Passage to read START
6. Address the Patching Problem
Patching OT systems is fundamentally different from patching IT systems. You cannot reboot a PLC running a 24/7 production line on Patch Tuesday. Instead:
- Risk-rank vulnerabilities: Not every CVE matters in your specific environment.
- Use compensating controls: Implement network segmentation or virtual patching via IPS for systems that cannot be patched.
- Schedule patches: Coordinate during planned maintenance windows.
- Test patches: Validate in a lab environment that mirrors production before deployment.
- Maintain a vulnerability management program: Track OT-specific CVEs (ICS-CERT advisories).
Budget Considerations
Manufacturing cybersecurity budgets vary widely, but here are reasonable benchmarks:
- OT asset discovery and monitoring: $50,000–$250,000 annually depending on plant size and complexity.
- Network segmentation project: $100,000–$500,000 as a one-time capital project.
- OT-specific incident response retainer: $30,000–$80,000 annually.
- Secure remote access platform: $20,000–$100,000 annually.
For mid-market manufacturers ($100M–$1B revenue), total OT security spending typically falls between 0.3% and 0.8% of revenue—though companies in regulated subsectors (food, pharma, defense) trend higher.
Getting Started: A 90-Day Roadmap
Days 1–30: Assess
- Conduct OT asset inventory.
- Map network architecture and identify IT/OT connection points.
- Review existing segmentation (or lack thereof).
- Identify critical production systems.
Days 31–60: Plan
- Design target-state network segmentation.
- Select OT monitoring platform.
- Develop OT incident response plan.
- Establish patching and vulnerability management process.
Passage to read END
◆ Actions to take
A: Answer the following questions about the passage on manufacturing OT security.
(i) What does the passage recommend implementing for systems that cannot be patched?
(ii) What annual cost range does it give for an OT-specific incident response retainer?
(iii) What is the first item listed under "Days 1–30: Assess"?
B: Continue the passage on manufacturing OT security from its last line, carrying on in the same style.
Information provided START
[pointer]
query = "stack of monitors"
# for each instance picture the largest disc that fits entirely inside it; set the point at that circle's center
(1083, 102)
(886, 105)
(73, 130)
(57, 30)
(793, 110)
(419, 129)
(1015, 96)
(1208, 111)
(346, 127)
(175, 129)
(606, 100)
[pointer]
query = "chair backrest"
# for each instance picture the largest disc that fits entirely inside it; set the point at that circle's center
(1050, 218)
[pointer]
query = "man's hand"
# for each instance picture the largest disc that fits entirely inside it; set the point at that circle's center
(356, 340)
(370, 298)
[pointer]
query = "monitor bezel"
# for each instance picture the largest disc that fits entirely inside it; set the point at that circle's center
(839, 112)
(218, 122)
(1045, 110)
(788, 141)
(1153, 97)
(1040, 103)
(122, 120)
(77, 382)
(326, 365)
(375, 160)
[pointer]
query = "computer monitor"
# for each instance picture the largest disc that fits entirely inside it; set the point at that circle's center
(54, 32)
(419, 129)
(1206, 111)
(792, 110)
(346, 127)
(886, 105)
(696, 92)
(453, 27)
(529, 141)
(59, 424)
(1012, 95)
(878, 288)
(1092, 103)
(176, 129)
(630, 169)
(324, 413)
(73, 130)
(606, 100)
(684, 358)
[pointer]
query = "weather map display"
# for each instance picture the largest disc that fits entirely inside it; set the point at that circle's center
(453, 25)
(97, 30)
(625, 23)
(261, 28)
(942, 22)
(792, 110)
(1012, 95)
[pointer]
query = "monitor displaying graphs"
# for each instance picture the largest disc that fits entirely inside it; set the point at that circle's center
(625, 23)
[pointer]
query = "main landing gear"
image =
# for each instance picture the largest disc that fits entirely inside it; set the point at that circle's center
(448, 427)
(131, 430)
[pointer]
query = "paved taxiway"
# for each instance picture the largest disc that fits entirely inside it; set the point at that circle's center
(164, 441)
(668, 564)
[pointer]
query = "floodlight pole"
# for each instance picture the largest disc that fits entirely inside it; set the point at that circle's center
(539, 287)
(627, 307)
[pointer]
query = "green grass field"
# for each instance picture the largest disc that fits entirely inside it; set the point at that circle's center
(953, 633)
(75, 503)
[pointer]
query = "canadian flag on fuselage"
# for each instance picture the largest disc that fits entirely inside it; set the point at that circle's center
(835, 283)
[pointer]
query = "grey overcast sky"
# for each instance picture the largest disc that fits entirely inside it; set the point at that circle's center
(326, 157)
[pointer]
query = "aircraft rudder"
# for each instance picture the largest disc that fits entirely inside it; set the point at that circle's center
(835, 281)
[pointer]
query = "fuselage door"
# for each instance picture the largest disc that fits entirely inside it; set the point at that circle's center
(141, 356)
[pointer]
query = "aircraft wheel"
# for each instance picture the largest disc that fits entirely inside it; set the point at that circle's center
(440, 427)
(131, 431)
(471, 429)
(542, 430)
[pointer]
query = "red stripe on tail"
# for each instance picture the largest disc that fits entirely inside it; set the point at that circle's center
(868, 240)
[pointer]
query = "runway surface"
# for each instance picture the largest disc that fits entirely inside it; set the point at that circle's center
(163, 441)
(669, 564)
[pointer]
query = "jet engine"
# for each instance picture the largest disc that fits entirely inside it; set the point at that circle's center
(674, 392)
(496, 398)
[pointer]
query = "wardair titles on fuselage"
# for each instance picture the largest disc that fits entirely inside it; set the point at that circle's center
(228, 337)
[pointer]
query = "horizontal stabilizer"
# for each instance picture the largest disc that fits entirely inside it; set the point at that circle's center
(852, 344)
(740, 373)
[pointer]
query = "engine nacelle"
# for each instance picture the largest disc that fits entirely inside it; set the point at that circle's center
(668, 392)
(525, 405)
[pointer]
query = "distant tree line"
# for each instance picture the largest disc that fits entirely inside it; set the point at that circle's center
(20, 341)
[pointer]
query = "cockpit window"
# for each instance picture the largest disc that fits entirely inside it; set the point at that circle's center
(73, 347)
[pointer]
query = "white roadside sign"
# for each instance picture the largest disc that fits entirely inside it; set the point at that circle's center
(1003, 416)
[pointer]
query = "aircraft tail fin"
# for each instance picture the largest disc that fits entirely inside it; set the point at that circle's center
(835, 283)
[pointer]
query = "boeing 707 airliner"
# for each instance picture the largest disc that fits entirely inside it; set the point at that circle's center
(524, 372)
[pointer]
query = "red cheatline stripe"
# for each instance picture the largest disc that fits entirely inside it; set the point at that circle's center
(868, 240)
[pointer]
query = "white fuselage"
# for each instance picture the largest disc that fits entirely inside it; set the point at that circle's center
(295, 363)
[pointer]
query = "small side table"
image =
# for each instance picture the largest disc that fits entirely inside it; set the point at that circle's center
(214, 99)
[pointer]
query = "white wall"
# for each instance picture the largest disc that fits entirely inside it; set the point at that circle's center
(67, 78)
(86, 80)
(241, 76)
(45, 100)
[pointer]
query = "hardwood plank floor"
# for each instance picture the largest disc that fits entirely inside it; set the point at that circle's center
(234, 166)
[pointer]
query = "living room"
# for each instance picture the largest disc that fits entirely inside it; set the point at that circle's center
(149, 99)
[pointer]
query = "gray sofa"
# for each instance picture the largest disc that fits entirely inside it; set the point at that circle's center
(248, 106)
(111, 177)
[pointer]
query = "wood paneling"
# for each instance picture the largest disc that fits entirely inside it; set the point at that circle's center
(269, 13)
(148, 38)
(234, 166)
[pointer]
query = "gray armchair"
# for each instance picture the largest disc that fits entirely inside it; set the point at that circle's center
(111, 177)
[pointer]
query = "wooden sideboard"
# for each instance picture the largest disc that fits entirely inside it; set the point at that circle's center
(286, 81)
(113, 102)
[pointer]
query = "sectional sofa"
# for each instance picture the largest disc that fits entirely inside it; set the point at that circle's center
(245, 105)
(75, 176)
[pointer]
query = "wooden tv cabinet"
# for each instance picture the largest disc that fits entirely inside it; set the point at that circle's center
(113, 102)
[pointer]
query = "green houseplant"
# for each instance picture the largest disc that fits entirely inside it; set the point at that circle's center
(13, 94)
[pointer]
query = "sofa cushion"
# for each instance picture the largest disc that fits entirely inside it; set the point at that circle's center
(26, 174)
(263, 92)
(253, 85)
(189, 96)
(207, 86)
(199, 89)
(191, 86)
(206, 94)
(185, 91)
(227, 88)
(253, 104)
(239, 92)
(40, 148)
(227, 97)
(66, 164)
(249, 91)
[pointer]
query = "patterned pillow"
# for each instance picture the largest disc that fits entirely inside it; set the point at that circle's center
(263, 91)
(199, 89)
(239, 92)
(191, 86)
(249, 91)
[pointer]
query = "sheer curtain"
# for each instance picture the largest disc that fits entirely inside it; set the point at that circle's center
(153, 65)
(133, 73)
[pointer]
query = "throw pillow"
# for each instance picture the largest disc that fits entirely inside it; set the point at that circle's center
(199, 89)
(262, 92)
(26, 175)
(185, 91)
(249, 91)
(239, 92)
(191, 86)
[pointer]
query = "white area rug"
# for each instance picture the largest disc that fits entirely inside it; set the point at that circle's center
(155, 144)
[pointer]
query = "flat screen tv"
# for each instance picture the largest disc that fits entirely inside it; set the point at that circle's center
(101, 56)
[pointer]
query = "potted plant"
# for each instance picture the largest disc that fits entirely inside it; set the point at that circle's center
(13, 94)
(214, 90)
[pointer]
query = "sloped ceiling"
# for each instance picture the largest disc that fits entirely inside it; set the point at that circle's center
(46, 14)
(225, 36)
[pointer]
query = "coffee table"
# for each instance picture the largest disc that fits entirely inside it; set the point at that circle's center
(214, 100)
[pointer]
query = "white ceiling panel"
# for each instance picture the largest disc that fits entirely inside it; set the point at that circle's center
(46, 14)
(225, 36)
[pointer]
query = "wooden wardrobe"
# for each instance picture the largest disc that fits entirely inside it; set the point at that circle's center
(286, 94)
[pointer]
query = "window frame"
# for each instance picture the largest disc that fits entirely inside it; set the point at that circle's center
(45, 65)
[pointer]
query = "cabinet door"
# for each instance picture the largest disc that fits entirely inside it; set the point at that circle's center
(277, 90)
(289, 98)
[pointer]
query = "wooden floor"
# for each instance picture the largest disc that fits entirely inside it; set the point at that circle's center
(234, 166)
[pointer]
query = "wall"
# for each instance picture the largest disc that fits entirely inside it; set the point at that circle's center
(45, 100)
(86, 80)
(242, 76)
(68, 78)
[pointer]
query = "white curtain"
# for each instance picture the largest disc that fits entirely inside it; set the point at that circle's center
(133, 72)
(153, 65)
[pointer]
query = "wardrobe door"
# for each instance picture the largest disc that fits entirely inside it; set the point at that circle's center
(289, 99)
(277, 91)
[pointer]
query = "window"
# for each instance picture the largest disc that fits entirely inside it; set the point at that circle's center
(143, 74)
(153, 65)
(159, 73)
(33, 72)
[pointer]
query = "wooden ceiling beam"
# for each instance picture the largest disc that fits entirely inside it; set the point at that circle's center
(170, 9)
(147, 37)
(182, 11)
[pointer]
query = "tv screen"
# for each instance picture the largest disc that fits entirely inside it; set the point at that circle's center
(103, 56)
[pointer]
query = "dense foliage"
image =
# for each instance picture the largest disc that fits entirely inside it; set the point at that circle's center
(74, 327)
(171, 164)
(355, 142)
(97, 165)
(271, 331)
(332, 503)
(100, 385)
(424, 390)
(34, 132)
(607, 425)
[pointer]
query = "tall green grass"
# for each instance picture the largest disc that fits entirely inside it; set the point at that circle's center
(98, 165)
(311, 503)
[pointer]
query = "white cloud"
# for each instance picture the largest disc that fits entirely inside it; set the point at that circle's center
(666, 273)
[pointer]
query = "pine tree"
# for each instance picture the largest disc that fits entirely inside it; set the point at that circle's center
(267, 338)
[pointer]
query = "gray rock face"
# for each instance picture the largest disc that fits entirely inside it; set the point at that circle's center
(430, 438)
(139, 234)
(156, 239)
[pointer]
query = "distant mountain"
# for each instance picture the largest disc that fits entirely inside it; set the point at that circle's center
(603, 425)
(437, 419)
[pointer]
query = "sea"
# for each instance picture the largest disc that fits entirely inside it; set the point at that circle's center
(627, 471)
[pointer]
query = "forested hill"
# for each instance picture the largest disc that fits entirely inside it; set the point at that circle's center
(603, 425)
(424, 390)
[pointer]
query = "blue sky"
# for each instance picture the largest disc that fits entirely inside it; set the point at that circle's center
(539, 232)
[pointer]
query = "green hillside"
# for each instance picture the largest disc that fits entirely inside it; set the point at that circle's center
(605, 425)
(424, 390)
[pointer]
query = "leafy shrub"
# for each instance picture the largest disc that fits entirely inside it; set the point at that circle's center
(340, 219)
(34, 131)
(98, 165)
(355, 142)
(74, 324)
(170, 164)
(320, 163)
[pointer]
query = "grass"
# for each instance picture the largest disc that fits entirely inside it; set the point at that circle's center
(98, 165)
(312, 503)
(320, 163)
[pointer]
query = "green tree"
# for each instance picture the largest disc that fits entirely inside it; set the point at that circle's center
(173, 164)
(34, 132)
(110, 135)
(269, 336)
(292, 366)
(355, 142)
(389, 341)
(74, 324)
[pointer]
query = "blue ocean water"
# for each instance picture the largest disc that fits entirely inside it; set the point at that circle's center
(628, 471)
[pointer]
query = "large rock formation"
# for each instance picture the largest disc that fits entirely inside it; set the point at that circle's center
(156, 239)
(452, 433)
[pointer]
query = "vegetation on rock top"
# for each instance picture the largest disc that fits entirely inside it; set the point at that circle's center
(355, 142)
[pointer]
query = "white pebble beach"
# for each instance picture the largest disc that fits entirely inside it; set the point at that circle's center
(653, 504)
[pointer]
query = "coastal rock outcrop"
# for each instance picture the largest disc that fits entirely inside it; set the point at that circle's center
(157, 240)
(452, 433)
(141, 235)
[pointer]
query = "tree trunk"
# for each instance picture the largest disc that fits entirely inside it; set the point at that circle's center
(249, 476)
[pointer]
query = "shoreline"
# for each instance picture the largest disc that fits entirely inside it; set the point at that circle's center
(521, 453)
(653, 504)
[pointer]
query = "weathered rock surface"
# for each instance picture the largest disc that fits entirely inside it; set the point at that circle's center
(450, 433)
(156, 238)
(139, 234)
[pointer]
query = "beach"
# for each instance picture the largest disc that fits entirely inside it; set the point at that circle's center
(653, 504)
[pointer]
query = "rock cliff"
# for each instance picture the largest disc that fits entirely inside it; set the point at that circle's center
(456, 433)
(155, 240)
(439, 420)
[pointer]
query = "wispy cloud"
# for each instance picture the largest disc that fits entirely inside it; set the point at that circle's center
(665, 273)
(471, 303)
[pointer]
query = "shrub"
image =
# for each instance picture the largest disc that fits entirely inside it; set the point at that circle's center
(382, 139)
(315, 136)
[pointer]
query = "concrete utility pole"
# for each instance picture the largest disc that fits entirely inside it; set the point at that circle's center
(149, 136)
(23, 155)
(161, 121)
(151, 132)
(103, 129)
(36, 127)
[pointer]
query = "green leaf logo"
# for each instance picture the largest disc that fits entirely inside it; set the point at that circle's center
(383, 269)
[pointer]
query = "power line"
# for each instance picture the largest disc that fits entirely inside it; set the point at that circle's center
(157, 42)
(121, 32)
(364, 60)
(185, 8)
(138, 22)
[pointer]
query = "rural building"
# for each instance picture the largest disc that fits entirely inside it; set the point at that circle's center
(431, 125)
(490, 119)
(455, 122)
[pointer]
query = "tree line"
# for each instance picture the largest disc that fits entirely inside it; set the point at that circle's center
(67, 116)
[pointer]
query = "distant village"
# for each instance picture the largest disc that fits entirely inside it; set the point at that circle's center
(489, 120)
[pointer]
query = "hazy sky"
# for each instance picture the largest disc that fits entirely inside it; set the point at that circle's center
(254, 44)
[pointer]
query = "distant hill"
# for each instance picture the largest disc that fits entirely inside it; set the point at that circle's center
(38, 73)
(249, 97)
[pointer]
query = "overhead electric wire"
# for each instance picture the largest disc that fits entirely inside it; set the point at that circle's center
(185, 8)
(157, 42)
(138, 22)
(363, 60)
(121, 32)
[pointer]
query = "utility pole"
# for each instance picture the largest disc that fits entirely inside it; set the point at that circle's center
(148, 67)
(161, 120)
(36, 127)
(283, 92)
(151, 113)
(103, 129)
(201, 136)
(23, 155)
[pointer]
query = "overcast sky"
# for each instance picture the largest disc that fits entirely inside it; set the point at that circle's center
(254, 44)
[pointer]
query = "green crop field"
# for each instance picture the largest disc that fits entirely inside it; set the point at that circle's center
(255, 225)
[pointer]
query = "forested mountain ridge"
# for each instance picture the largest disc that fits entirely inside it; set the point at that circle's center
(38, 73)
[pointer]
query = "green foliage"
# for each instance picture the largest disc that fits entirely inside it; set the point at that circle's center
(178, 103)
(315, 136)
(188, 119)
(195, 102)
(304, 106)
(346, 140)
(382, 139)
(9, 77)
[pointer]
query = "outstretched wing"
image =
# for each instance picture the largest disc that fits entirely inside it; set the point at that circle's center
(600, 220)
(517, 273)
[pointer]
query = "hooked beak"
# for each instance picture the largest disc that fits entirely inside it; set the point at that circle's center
Information provided END
◆ Task results
A:
(i) Network segmentation or virtual patching via IPS.
(ii) $30,000–$80,000.
(iii) Conduct OT asset inventory.

B:
Days 61–90: Implement Quick Wins
- Deploy network segmentation at the IT/OT boundary.
- Implement MFA for all remote OT access.
- Begin OT monitoring deployment.
- Conduct first tabletop exercise.
Choosing the Right Partners
Manufacturing cybersecurity sits at the intersection of IT security, industrial engineering, and operational technology—a combination that few vendors or internal teams fully cover. When evaluating solutions:
- Prioritize vendors with manufacturing-specific experience, not just IT security vendors claiming OT capabilities.
- Look for integration with your existing IT security stack (SIEM, SOAR, EDR).
- Ensure the vendor supports your specific industrial protocols (not all platforms cover all protocols).
- Ask about deployment impact—passive monitoring that does not touch production traffic is preferable.
Working with a technology advisor like C2XCEL, who understands both the IT security landscape and manufacturing-specific requirements, can significantly accelerate vendor evaluation and help you avoid solutions that look good in demos but do not fit operational realities.
The Bottom Line
Manufacturing cybersecurity is not just an IT problem—it is an operational resilience issue that directly impacts production, safety, and revenue. The organizations that treat it as a plant-level priority (not just an IT initiative) are those that successfully bridge the IT/OT security gap.
Start with visibility, enforce segmentation, monitor continuously, and build response capabilities that account for the unique constraints of production environments. The threat landscape is not slowing down, but a structured approach makes the challenge manageable.